Problem requirements: Collect every line of the entries below that contains the word "scrape" and copy each of those lines in full.
---
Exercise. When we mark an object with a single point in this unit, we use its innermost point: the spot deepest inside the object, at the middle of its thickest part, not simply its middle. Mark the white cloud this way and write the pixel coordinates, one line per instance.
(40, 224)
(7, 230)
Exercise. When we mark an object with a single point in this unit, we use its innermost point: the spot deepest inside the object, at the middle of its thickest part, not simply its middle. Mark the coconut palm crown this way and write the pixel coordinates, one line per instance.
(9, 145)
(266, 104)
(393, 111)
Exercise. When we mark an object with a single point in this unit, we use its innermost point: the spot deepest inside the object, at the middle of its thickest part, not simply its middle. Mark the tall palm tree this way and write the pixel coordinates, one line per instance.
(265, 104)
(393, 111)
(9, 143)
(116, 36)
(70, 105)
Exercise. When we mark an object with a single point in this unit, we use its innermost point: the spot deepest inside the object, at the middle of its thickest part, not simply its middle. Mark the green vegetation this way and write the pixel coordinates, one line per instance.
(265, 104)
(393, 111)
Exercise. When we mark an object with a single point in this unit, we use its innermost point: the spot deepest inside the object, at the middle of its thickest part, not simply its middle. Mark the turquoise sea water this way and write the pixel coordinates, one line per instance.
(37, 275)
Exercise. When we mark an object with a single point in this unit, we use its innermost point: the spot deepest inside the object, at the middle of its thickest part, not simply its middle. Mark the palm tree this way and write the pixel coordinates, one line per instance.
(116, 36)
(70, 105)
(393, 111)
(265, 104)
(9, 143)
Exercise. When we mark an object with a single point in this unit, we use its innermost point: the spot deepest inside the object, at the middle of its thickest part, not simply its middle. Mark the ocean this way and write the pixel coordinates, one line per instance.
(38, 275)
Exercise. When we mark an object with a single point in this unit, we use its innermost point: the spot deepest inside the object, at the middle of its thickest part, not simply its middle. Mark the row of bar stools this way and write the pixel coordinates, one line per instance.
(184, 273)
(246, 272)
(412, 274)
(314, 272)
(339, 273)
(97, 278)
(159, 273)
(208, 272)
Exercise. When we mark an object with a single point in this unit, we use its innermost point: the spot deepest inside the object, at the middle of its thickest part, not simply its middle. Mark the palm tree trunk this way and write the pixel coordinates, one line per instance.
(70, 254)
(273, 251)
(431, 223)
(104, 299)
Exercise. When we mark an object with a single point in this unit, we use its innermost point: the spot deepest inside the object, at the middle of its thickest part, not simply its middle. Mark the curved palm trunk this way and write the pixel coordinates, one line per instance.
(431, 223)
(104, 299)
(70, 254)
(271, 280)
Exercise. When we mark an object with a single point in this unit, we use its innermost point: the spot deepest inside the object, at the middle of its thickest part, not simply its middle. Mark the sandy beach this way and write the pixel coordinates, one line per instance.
---
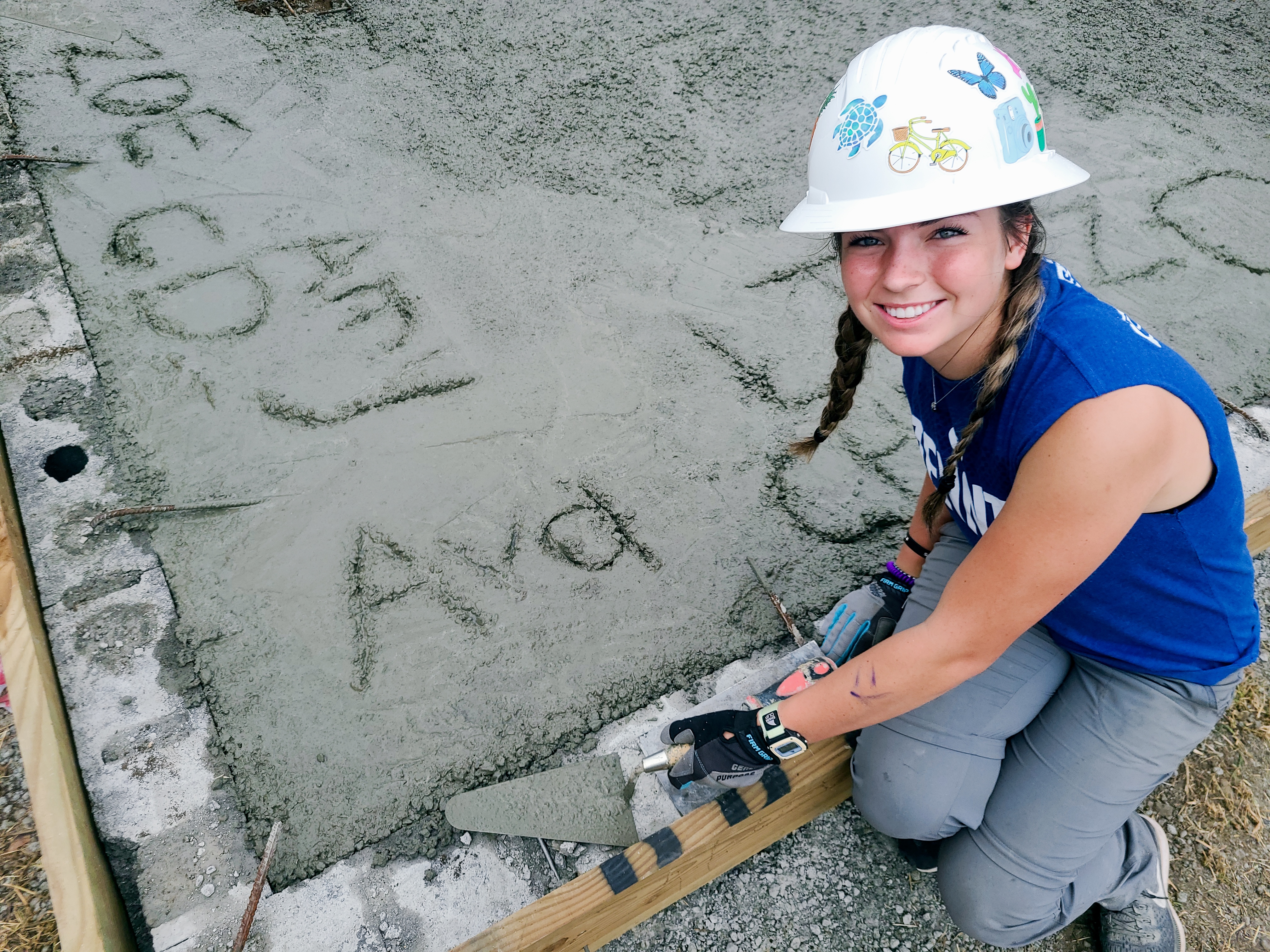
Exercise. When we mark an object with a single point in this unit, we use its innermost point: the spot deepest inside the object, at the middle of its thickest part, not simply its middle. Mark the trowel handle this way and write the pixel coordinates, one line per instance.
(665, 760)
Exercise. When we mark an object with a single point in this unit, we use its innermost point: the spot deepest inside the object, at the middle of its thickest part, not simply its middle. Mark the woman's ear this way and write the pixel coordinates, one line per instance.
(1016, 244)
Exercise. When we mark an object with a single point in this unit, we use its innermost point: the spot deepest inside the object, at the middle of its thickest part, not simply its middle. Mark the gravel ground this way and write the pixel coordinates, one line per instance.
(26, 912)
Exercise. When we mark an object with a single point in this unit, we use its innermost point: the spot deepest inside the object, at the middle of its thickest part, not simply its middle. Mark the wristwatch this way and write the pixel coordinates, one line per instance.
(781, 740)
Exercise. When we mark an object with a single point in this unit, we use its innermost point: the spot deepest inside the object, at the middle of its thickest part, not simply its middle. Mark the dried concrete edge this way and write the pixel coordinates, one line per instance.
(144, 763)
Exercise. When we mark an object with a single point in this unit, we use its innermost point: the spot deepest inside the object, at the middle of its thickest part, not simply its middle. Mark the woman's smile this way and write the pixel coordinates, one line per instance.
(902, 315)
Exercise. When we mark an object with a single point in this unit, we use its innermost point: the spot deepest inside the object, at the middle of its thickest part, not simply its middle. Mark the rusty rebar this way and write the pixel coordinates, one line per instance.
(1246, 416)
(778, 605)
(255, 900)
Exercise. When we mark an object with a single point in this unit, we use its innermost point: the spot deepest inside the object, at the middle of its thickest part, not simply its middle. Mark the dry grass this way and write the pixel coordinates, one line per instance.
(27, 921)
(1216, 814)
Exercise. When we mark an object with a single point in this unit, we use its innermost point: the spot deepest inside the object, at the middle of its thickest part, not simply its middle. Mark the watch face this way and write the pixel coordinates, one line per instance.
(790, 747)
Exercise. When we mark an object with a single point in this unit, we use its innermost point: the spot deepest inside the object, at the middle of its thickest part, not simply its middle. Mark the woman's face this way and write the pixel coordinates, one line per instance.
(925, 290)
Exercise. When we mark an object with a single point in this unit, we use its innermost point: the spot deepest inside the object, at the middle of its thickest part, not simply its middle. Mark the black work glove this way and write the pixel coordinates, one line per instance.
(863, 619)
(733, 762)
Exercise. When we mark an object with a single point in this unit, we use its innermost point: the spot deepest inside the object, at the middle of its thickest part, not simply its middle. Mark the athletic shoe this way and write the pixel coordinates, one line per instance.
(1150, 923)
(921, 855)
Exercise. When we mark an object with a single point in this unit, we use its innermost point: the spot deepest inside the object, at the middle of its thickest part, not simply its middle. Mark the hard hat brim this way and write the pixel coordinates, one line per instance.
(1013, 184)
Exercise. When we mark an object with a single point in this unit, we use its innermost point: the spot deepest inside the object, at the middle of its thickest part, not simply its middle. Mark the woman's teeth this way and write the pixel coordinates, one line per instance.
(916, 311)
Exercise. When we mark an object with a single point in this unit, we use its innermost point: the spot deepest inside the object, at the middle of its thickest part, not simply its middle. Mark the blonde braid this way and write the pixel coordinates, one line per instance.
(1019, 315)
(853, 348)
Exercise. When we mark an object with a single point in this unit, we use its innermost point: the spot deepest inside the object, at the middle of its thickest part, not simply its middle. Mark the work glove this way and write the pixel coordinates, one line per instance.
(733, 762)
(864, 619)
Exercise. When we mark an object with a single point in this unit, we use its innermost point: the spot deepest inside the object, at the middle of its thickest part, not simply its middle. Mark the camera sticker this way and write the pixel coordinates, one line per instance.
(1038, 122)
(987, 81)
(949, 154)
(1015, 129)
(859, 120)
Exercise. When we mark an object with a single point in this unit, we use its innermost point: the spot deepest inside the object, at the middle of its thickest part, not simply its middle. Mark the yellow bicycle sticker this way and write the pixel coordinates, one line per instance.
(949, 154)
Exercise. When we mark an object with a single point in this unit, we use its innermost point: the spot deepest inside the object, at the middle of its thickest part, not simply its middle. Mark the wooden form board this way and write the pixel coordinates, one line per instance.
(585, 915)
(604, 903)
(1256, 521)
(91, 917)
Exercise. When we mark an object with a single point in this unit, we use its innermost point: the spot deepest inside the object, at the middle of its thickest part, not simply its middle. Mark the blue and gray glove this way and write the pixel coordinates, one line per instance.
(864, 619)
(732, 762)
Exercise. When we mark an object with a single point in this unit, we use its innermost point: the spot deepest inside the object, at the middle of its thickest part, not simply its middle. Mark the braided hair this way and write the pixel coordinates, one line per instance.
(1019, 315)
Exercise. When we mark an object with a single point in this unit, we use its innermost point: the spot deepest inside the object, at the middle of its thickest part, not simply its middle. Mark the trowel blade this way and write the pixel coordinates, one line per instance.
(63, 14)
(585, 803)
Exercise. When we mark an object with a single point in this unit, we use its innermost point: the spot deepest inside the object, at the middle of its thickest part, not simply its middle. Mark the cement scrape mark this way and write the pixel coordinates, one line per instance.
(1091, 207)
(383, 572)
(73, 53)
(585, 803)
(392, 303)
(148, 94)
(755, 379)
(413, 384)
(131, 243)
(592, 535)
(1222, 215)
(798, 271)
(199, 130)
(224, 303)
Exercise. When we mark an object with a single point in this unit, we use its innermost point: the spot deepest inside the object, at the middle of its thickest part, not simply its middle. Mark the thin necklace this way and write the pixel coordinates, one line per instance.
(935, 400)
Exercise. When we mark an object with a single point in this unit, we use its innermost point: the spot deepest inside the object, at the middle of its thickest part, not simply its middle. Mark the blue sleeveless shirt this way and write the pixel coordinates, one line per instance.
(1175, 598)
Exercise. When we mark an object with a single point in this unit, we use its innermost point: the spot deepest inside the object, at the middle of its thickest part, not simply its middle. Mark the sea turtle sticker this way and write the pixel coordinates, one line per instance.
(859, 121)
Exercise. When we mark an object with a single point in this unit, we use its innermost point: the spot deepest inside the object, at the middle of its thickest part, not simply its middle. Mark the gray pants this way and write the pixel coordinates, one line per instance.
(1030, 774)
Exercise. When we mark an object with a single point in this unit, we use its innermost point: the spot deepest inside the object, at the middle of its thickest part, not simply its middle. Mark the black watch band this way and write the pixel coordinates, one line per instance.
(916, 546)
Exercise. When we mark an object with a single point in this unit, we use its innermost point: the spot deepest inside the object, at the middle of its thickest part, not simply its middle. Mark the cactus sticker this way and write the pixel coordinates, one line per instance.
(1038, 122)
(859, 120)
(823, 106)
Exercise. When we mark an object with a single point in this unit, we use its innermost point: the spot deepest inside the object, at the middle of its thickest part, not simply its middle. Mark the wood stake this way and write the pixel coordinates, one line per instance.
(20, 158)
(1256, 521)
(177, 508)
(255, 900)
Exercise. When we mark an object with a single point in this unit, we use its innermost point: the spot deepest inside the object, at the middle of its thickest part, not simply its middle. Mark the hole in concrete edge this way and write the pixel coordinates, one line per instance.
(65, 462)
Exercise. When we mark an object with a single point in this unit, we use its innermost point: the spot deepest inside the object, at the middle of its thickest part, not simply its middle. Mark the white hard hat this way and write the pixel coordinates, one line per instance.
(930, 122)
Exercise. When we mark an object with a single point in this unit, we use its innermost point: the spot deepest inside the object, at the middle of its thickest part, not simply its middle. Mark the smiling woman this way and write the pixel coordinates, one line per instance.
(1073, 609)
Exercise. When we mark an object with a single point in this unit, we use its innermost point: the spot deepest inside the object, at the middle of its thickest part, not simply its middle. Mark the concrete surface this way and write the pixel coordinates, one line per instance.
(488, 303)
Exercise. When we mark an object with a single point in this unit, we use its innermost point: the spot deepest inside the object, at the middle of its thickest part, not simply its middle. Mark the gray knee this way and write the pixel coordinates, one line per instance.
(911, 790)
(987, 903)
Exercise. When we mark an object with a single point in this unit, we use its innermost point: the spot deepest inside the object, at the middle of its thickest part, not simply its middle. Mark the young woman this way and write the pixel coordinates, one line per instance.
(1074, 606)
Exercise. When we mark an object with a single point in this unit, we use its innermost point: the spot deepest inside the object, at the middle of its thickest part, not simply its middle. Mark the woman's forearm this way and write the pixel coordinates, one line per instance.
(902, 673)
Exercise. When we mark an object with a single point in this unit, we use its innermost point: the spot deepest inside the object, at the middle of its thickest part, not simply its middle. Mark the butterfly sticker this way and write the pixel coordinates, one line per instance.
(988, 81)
---
Complete answer:
Exercise. When we mark an object with a single point in this unit, we use its innermost point: the spot deepest inside the object, at the middle of its thickest part, not simply its middle. Mark the cement scrape mark this way and write the pixel coordinates, one line per instance.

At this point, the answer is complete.